▸ Problem
Locate every line in the entries below that contains the word "gate", and copy each of those lines.

▸ Data for this exercise
>>>

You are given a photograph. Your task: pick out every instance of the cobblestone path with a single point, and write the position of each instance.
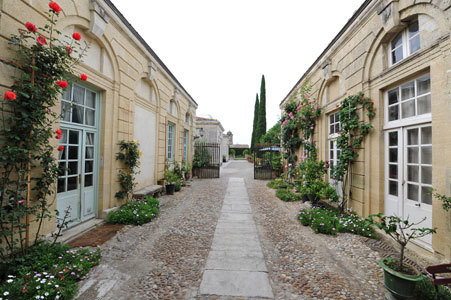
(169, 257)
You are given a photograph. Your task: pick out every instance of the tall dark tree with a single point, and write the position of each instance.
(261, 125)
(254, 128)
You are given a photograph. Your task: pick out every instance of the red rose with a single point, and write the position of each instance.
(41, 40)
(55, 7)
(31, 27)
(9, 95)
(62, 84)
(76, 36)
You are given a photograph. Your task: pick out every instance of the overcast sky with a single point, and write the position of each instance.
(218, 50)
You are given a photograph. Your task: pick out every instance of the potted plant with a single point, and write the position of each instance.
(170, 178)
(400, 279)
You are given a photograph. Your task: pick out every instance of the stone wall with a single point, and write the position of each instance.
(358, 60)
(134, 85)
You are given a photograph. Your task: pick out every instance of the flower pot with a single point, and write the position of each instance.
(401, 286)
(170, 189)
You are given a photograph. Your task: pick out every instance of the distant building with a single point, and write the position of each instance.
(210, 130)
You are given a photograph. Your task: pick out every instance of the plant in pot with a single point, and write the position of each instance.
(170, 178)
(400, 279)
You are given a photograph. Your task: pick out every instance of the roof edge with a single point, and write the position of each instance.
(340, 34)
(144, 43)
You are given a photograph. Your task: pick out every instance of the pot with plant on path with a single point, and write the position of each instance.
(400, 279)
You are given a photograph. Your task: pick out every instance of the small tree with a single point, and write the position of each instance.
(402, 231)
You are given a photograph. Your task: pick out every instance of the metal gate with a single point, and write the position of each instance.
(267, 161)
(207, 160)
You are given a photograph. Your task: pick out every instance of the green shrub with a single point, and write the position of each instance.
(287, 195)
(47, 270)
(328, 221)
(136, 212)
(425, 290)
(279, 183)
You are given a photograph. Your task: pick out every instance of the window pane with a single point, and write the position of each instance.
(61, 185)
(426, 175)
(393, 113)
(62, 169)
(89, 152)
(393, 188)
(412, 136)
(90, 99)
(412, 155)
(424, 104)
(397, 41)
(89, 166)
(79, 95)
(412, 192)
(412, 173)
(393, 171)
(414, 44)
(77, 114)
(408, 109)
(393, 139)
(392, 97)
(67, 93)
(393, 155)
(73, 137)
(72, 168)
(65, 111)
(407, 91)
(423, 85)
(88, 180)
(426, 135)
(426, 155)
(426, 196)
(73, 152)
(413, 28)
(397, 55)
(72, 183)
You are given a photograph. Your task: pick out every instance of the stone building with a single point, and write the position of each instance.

<<<
>>>

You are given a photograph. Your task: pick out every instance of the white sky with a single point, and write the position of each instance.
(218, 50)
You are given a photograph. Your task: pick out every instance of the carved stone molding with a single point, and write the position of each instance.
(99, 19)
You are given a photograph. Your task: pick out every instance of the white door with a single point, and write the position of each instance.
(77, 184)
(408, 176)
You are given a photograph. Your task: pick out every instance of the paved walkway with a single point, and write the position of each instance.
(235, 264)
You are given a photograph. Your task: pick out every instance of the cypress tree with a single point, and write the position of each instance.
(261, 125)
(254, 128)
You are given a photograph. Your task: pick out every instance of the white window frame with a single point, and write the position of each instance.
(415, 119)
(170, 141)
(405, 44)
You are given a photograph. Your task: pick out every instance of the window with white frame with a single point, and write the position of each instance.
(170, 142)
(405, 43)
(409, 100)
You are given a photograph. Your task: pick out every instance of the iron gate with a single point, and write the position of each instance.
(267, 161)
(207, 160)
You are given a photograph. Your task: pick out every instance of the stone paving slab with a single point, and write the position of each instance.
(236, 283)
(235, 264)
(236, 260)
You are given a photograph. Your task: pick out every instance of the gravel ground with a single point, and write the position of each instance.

<<<
>>>

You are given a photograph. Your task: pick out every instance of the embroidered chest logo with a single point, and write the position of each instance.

<<<

▸ Completed exercise
You are given a photograph. Your task: pick out every instance of the metal gate with a single point, and write the position of each instance.
You are given a photograph. Your task: pick out every instance of the iron gate with a single point, and write the position of each instance.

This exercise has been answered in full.